▶ [Exercise requirements]: Produce a verbatim copy of the data below that contains no pictures.

▶ [The data]:

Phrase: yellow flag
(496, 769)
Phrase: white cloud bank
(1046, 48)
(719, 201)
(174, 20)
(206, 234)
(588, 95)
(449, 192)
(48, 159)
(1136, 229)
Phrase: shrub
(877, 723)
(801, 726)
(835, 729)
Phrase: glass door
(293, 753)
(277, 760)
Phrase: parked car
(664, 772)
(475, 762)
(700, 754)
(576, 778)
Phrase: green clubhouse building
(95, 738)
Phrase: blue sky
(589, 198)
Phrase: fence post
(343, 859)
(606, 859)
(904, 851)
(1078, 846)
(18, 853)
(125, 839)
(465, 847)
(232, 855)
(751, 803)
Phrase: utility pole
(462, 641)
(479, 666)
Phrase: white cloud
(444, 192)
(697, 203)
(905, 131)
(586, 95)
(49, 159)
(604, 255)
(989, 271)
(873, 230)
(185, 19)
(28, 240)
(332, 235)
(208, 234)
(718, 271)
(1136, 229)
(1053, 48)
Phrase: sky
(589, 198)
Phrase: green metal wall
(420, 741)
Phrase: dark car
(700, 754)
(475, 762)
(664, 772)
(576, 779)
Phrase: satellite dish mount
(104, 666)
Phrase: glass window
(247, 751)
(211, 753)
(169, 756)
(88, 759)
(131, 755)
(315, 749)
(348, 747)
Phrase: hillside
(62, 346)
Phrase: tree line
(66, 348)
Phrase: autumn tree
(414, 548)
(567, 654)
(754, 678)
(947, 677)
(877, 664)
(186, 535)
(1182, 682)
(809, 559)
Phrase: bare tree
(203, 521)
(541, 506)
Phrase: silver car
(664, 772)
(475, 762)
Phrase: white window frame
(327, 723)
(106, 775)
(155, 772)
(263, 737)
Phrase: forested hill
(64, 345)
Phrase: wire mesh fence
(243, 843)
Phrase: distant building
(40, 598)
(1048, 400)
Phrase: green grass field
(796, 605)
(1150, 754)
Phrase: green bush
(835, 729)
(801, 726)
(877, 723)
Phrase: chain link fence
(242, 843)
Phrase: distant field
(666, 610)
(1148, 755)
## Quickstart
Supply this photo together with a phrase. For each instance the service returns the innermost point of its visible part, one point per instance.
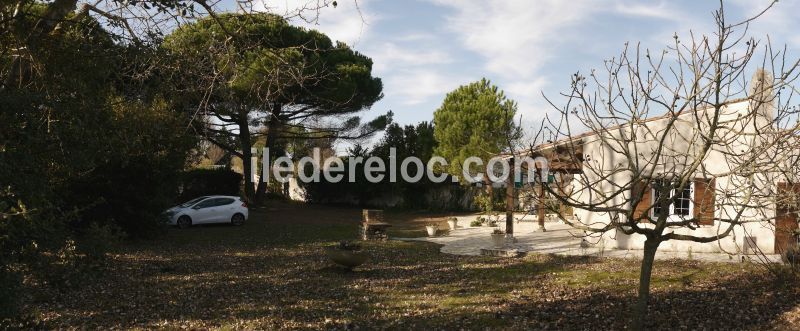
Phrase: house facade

▶ [Exercise result]:
Phrase: yellow flag
(496, 769)
Phrase: white cloud bank
(1046, 48)
(719, 201)
(174, 20)
(206, 234)
(588, 95)
(449, 192)
(48, 159)
(1136, 229)
Phrase: shrub
(877, 723)
(801, 726)
(835, 729)
Phrase: glass door
(293, 753)
(277, 760)
Phrase: parked car
(664, 772)
(475, 762)
(700, 754)
(576, 778)
Phrase: green clubhouse building
(95, 738)
Phrase: blue sky
(589, 198)
Phrase: fence post
(343, 859)
(606, 859)
(904, 851)
(1078, 846)
(18, 853)
(125, 839)
(465, 847)
(232, 855)
(751, 803)
Phrase: utility pole
(462, 641)
(479, 666)
Phrase: white cloud
(444, 192)
(697, 203)
(905, 131)
(586, 95)
(49, 159)
(604, 255)
(989, 271)
(873, 230)
(185, 19)
(28, 240)
(332, 235)
(208, 234)
(718, 271)
(1136, 229)
(1053, 48)
Phrase: sky
(589, 198)
Phrase: green metal wall
(420, 741)
Phrase: dark car
(700, 754)
(475, 762)
(664, 772)
(576, 779)
Phrase: satellite dish mount
(104, 666)
Phrase: glass window
(247, 751)
(211, 753)
(169, 756)
(88, 759)
(131, 755)
(315, 749)
(348, 747)
Phrase: hillside
(62, 346)
Phrase: tree line
(66, 348)
Phrase: autumn tree
(414, 548)
(567, 654)
(754, 678)
(947, 677)
(877, 664)
(186, 535)
(1182, 682)
(809, 559)
Phrase: bare tree
(203, 521)
(541, 506)
Phrase: silver car
(664, 772)
(475, 762)
Phrase: white window frame
(327, 723)
(106, 775)
(155, 772)
(263, 737)
Phrase: forested hill
(64, 345)
Phrase: wire mesh fence
(243, 843)
Phrase: distant building
(40, 598)
(1048, 400)
Phrase: green grass field
(796, 605)
(1150, 754)
Phrase: green bush
(835, 729)
(801, 726)
(877, 723)
Phrase: chain link fence
(242, 843)
Phrase: distant field
(666, 610)
(1148, 755)
## Quickstart
Supply this photo together with a phrase. For each instance the service returns the innermost point of its visible part, one point per instance.
Phrase: house facade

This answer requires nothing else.